**Excerpted passage:**
☆ ☆ ☆ ☆
Google ReCAPTCHA Cracked In New Automated Attack
An anonymous reader writes: A trio of security researchers have devised a new automated attack that can break the CAPTCHA systems employed by Google and Facebook. On Google's reCAPTCHA system, researchers recorded a 70.78 percent success rate over 2,235 CAPTCHAs. Average CAPTCHA solving time was 19.2 seconds. They achieved a better success rate on Facebook's system, where they had a success rate of 83.5 percent on over 200 CAPTCHAs, but this was mainly because of higher quality images, and photos were selected from different topics, and were also easier to recognize and classify. For attackers, the whole automated system would cost only $110 a day, per IP address, and would allow them to crack around 63,000 CAPTCHAs in 24 hours from one IP address without being detected and getting banned.
would anonymous turk not be cheaper?
now how are we going to stop terminator infiltrators at the door when skynet rises
Captcha generation can be scaled up quite cheaply and the cracking it automatically does not scale well. But why bother to create a complex system to mimic a human brain, when human brain itself is available for hire for a pittance? You could hire someone in India to manually solve some 30 to 60 captcha an hour for about 100 Rs per hour, or less than $1.50. This method of cracking captcha is unbeatable because, you can not make Captcha more difficult without hampering legitimate users.
sed -e 's/Chuck Norris/Rajnikant/g' joke > fact
Wouldn't it be neat if Google's very own system was being used to crack their CAPTCHA system?
So I'm a little rusty on doing shady things on the intertubes which could get me banned ...
And I would be doing this ... why?
So I can spam Google and Facebook? Really, it's that lucrative that you'd spend $110/day/IP?
I've never even seen a Captcha for Google, and I really have no idea of when you'd see them, or why you'd pay to break them.
Is the interweb so utterly broken that people are paying to get past to spam discussion boards? Oh, hell, what am I saying, of course it is.
Lost at C:>. Found at C.
I'm not sure where the the article summary got its notion about the costs. The article doesn't address that- instead it spoke to how much could be made selling the service. From the article:
Assuming a selling price of $2 per 1,000 solved captchas, our token harvesting attack could accrue $104 - $110 daily, per host (i.e., IP address). By leveraging proxy services and running multiple attacks in parallel, this amount could be significantly higher for a single machine.
I think the authors of the article were trying to communicate how much money they could make selling this 'service' to other unsavory agents. It could be a lucrative business given the assumed market rates of $2 per 1k, and the mentioned optimizations could make it even more attractive. It makes me wonder if you could set up the whole thing in a cloud computing environment like AWS and come out ahead.
☆ ☆ ☆ ☆
**Dataset excerpt:**
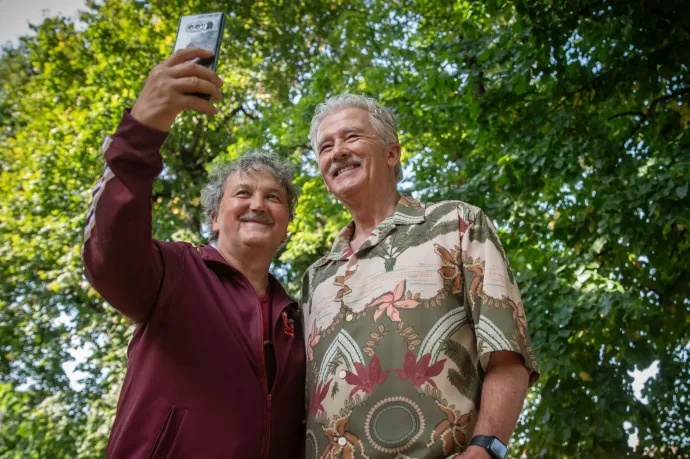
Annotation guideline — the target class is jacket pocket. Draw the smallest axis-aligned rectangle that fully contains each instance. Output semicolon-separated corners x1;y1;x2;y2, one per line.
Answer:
149;405;187;459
☆ ☆ ☆ ☆
**Work to complete:**
In the reCAPTCHA discussion above, what success rate did the researchers record on Google's reCAPTCHA system?

**Exercise solution:**
70.78 percent, over 2,235 CAPTCHAs.